_INSTRUCTIONS FOR THE TASK_.
Extend the e-learning passage below, starting right after its final sentence.

_TEXT SEGMENT_.
— Begin —
The overloading problem has been solved. The optimum time for training and personal research is deemed to be 10% of anyone’s time, in order for an organisation to successfully compete and innovate in its particular ecosystem, so the e-learning management system has to be able to drip-feed learners, so that they don’t exceed their 10% unless permission is given. This metric doesn’t apply to students, of course.

System View Conclusion


Looking at the other end of the scale, e-learning really excels at offering the opportunity to learn all things procedural and it’s also brilliant for simulations. Many flight simulators and some underground train driving simulators are based on e-learning software, where the software is actually taking input from and manipulating hardware, so that a pilot, for example, really feels he’s doing a victory roll.
— End —
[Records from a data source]
— Begin —
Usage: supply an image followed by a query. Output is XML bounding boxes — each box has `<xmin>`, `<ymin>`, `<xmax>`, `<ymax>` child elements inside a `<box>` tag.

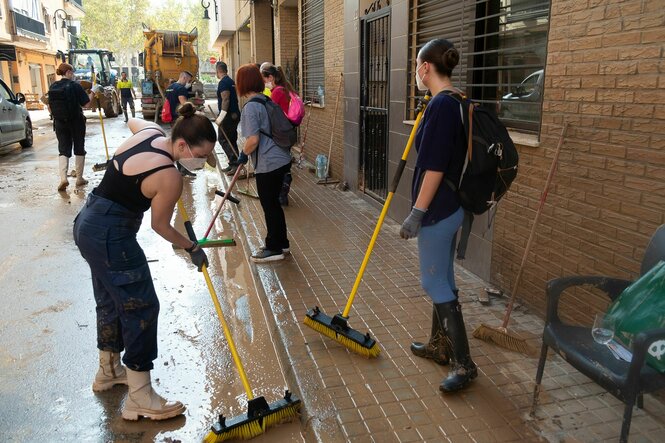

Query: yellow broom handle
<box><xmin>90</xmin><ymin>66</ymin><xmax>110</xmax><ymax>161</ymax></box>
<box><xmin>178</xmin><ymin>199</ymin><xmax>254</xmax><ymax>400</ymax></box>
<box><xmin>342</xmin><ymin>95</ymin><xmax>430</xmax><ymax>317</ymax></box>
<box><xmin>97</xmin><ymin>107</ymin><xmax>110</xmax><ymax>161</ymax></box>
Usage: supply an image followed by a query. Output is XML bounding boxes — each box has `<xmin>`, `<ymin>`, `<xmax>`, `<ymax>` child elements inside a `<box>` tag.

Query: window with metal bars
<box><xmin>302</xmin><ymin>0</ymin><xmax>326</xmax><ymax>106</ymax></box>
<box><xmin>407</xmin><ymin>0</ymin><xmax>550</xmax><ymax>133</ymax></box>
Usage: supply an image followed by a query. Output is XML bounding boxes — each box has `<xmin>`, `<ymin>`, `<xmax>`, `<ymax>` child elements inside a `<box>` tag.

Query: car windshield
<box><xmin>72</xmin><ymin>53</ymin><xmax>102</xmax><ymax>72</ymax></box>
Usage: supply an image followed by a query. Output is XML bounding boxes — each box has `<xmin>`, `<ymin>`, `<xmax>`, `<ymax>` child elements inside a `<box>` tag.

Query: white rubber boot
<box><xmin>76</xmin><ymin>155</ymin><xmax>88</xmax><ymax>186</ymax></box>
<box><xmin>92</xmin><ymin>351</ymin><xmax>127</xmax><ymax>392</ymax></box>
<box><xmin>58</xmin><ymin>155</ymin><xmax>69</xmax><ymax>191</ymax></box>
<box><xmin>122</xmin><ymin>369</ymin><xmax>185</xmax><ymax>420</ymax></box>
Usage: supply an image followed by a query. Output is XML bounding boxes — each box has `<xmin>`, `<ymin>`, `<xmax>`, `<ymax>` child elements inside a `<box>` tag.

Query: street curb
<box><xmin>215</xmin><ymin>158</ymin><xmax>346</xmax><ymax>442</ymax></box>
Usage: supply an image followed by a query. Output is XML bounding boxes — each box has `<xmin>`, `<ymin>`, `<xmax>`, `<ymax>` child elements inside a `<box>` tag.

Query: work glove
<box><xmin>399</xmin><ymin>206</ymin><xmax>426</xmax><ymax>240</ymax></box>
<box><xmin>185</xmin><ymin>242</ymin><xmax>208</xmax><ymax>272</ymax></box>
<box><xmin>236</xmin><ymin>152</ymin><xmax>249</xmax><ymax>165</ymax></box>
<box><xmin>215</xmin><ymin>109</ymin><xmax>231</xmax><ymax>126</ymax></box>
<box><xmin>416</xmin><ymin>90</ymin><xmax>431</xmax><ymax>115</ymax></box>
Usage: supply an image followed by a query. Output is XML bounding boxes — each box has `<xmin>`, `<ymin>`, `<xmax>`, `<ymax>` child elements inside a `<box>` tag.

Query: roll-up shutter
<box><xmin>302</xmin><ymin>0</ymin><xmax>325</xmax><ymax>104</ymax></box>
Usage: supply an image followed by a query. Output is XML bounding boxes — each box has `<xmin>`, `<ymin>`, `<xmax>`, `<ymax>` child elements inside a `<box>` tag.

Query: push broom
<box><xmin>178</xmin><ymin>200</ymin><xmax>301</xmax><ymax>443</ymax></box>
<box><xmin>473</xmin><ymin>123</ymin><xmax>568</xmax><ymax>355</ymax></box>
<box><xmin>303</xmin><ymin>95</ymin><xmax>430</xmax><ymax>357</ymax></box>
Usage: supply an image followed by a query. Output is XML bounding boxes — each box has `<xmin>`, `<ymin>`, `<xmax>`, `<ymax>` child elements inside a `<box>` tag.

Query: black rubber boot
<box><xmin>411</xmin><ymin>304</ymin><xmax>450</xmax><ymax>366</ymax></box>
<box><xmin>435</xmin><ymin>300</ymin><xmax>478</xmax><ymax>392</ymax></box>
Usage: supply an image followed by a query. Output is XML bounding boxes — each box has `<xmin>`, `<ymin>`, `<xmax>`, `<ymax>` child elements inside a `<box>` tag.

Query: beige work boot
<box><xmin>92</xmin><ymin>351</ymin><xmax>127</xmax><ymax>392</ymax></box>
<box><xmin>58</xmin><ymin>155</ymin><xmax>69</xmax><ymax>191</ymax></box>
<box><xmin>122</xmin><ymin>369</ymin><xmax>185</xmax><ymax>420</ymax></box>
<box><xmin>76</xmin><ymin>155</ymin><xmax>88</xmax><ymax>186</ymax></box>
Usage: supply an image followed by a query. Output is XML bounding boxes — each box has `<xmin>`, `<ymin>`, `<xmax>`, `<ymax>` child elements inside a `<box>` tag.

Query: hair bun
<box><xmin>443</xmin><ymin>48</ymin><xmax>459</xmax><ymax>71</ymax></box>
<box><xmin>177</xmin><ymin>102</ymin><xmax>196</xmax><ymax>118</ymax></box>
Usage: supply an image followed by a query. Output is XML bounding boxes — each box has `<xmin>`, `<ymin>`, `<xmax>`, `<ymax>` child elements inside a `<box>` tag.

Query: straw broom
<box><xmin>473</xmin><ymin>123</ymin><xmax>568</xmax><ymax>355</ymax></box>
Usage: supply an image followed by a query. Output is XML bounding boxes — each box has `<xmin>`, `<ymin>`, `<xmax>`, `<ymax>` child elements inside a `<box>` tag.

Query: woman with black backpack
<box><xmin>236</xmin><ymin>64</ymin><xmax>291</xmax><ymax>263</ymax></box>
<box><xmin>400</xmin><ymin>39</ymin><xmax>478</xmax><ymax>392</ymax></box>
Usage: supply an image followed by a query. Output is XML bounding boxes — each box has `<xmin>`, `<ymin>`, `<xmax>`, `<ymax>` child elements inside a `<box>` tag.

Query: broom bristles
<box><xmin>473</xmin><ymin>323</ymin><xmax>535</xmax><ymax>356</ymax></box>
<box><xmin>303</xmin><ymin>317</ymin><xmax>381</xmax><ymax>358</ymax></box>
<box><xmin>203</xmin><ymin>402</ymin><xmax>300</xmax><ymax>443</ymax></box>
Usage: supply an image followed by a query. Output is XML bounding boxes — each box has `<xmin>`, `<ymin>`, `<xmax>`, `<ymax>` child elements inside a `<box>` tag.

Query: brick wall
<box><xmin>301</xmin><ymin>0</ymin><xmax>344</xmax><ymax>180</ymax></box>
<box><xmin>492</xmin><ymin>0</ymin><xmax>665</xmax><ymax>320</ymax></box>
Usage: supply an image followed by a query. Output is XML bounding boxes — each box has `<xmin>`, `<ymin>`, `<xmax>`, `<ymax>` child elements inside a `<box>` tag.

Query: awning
— End —
_ANSWER FOR THIS EXERCISE_.
Anecdotally, I used to have a nuclear reactor simulator (yes a real one that was actually used in real life) and I blew the thing up, every lunchtime for months on end, until I managed to master it. For all of that time, I was bouncing between “Show me” and “Let me try”, I never actually got to the “Test me” stage. The thing was huge and it was huge because of the number of scenarios that played out in it, not because of the size of the code.

Note that there is a valid argument for allowing learners to review the learning that they’ve already been certified for, so that they have the opportunity to stay sharp. You might also want to think of an update strategy, here, in the guise of “continuing professional development”.

Finally, e-learning doesn’t work if it’s out of date: In order to work, any e-learning has to be authoritative and should lead on timeliness. A continuing professional development strategy is now considered essential in any e-learning plan, so you’ll need to consider how you’re going to keep your teams / students sharp.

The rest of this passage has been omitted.